- _Requirement_
Set down the entries below exactly; drop the pictures.

+++ Given records

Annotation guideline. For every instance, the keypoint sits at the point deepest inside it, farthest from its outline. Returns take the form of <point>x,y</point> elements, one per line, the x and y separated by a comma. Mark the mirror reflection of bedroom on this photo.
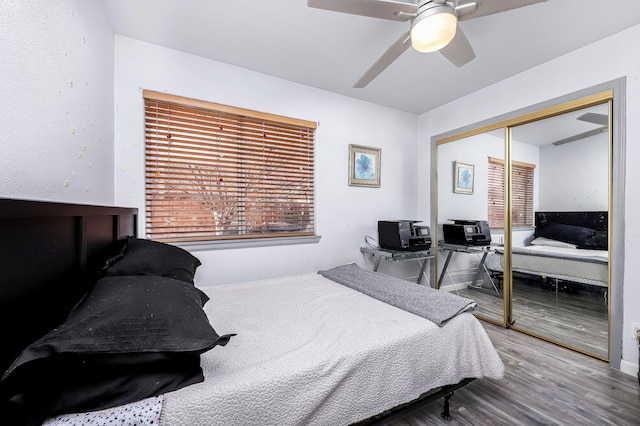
<point>546,272</point>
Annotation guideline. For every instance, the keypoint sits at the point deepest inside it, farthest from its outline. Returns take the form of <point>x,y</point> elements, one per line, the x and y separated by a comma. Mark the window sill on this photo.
<point>249,243</point>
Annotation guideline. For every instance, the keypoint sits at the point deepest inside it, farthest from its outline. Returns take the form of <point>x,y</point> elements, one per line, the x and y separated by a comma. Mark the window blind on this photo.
<point>521,193</point>
<point>219,172</point>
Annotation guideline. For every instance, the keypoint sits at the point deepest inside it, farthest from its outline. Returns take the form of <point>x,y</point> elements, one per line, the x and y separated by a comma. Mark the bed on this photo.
<point>568,246</point>
<point>103,325</point>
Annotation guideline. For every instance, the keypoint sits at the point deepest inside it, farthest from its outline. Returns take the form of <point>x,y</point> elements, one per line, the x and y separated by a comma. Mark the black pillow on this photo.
<point>132,337</point>
<point>147,257</point>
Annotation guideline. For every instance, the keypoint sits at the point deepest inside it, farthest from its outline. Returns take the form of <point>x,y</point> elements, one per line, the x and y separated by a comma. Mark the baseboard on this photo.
<point>629,368</point>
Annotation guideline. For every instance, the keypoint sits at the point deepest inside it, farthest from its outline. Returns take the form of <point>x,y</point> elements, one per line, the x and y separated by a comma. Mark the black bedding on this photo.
<point>121,343</point>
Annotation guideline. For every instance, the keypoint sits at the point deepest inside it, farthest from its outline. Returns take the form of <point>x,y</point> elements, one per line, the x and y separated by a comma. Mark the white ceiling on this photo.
<point>331,50</point>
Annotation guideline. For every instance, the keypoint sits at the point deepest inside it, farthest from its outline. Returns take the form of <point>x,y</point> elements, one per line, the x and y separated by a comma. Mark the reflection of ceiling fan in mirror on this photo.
<point>434,25</point>
<point>590,117</point>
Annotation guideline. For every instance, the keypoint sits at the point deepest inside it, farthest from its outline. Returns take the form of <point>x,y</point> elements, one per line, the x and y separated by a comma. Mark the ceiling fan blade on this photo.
<point>384,9</point>
<point>490,7</point>
<point>595,118</point>
<point>385,60</point>
<point>459,50</point>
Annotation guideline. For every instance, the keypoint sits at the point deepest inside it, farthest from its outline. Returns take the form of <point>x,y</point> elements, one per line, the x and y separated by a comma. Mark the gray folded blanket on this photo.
<point>434,305</point>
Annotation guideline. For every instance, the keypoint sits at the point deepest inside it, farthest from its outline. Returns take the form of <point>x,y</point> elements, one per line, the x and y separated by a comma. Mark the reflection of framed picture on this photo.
<point>364,166</point>
<point>463,178</point>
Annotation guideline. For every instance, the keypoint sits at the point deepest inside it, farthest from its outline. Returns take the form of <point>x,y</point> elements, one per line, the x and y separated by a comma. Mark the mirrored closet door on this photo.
<point>560,268</point>
<point>541,184</point>
<point>465,186</point>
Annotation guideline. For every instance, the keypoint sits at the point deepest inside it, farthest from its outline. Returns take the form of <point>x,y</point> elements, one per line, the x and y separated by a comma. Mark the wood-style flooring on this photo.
<point>571,314</point>
<point>544,384</point>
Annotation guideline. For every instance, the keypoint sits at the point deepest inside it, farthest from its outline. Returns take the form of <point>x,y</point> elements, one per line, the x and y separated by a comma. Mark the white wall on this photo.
<point>56,101</point>
<point>345,214</point>
<point>574,176</point>
<point>603,61</point>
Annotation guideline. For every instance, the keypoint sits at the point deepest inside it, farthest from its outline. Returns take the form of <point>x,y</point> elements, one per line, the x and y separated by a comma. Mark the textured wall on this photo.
<point>56,101</point>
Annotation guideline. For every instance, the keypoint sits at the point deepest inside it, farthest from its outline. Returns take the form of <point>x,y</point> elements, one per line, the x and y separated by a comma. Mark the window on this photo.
<point>521,193</point>
<point>215,172</point>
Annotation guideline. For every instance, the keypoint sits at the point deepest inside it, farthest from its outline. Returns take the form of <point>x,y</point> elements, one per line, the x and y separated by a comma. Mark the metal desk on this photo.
<point>452,248</point>
<point>398,256</point>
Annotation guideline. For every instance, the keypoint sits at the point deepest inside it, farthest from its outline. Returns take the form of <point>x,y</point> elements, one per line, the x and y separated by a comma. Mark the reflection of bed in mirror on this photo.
<point>567,246</point>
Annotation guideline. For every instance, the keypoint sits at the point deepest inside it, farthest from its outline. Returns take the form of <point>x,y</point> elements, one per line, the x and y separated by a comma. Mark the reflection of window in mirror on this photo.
<point>521,193</point>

++++++

- _Result_
Annotation guideline. For every instance, the keypoint sits at the point deepest inside it, farthest from its outline. Returns take the form of <point>x,y</point> elements, one per line, the x and y separated by a comma. Mark the mirror reflection of bedroom on this photo.
<point>546,272</point>
Annotation guideline. For every instance, the keypoint sits at the point deepest inside it, farthest from its outline. Returns take the form of <point>x,y</point> elements, one per line, the x and y separated by a comma. Mark the window sill on this photo.
<point>249,243</point>
Annotation guideline. For every instance, the keypoint sits at the point deepest inside it, farthest from its outline. Returns take the form of <point>x,y</point> elements, one per line, the x and y separated by a comma. Mark the window blind on this photo.
<point>521,193</point>
<point>219,172</point>
Annotation guideline. For every instance, the keypoint sits at the point deepest inside it, farthest from its outline. Returns take the form of <point>x,y</point> elements, one per line, the x and y separated by a comma. Mark the bed on this photo.
<point>568,246</point>
<point>103,325</point>
Annotation guideline. For every instance, the keypoint sits at the point deepest inside it, farthest from its outline. Returns take the form of <point>x,y</point> elements, one per line, the x and y separated by a comma. Mark the black pillow on this photo.
<point>132,337</point>
<point>147,257</point>
Annotation guideline. For every instance, the keypoint sits at the point deepest inside it, farthest from its outline. Returns take the form of <point>x,y</point> elements, one per line, the x and y separated by a comma. Mark the baseboard on this photo.
<point>629,368</point>
Annotation guideline. For every instance, the keypoint sits at the point deepest inside it, farthest from its outline. Returns take the form of <point>x,y</point> elements, one per line, the x and y separated by a comma. Mark the black bedding on this photo.
<point>121,343</point>
Annotation guideline. For every instance, the keypoint sits at the point deepest inside it, farthest from its outline. Returns take the form of <point>x,y</point> elements, one per line, the x and y separated by a comma. Mark the white ceiling on this photo.
<point>331,50</point>
Annotation guideline. For every instance, the keypoint sits at the point deepest inside it, farthest from its outline. Returns take the form of <point>x,y</point> elements, one per line, the x and y separated by a comma. Mark the reflection of ceiling fan in mirror on this photo.
<point>434,25</point>
<point>590,117</point>
Annotation guideline. For every instance, the keypoint sits at the point deepest inside it, farthest from its outline. Returns take the form of <point>x,y</point> elements, one per line, the x and y separated by a comma. Mark the ceiling fan blade on this photo.
<point>384,9</point>
<point>490,7</point>
<point>595,118</point>
<point>385,60</point>
<point>459,50</point>
Annotation guideline. For every instance, the keypoint sits at the point deepest inside it, farthest from its outline. Returns take the form of <point>x,y</point> elements, one per line, the x and y separated by a comma. Mark the gray folded blanket on this photo.
<point>434,305</point>
Annotation guideline. For every instance, the keypoint sits at the point deepest inside it, farthest from its outline. Returns take the form of <point>x,y</point> elements, one per line, the x and y separated by a comma. Mark the reflection of framed picture on this photo.
<point>364,166</point>
<point>463,178</point>
Annotation guideline. For every instance, the keypoint sits at the point deepest inside it, farthest from its outline. Returns take the form of <point>x,y</point> elements, one per line, the x and y separated by a comma. Mark the mirrored closet door on this photo.
<point>560,268</point>
<point>541,184</point>
<point>465,186</point>
Annotation guideline. For every instance, the keypoint sits at the point deepest inside it, farthest from its outline. Returns take the form of <point>x,y</point> elements, one per line, the x and y separated by a comma. Mark the wood-style flooring on this photo.
<point>571,314</point>
<point>544,384</point>
Annotation guideline. For every instance, the keypoint sits at the point deepest inside it, farthest from its outline. Returns take the form of <point>x,y</point> elements, one per line, the x and y separated by a comma. Mark the white wall on this photo.
<point>56,101</point>
<point>345,214</point>
<point>574,176</point>
<point>603,61</point>
Annotation guideline. For every instance, the keypoint sits at the point deepest inside it, farthest from its outline. Returns take the form of <point>x,y</point> elements, one per line, the x and y separated by a comma. Mark the textured wall on this photo.
<point>56,101</point>
Annotation guideline. For every instance, the keypoint sits at the point deepest inside it, farthest from its outline. Returns take the form of <point>x,y</point> elements, one per line, the x and y separated by a comma. Mark the window on this photo.
<point>521,193</point>
<point>215,172</point>
Annotation guideline. For every instance, the keypoint sits at the point deepest inside it, farthest from its outline. Returns take the form of <point>x,y</point> elements, one per line, the x and y separated by a comma. Mark the metal desk on this photo.
<point>452,248</point>
<point>398,256</point>
Annotation guideline. For every instance, the keypoint sits at the point deepest inside it, farthest from its outline. Returns take the form of <point>x,y</point> elements, one per line, the x and y separated by a comma. Mark the reflection of bed in mirror on this photo.
<point>567,246</point>
Annotation guideline. For every instance, the keypoint sits at the point deepest inside it, farthest from its outline. Returns take the form of <point>x,y</point> elements, one per line, the x and y separated by a comma. Mark the reflection of window in mirror on this photo.
<point>521,193</point>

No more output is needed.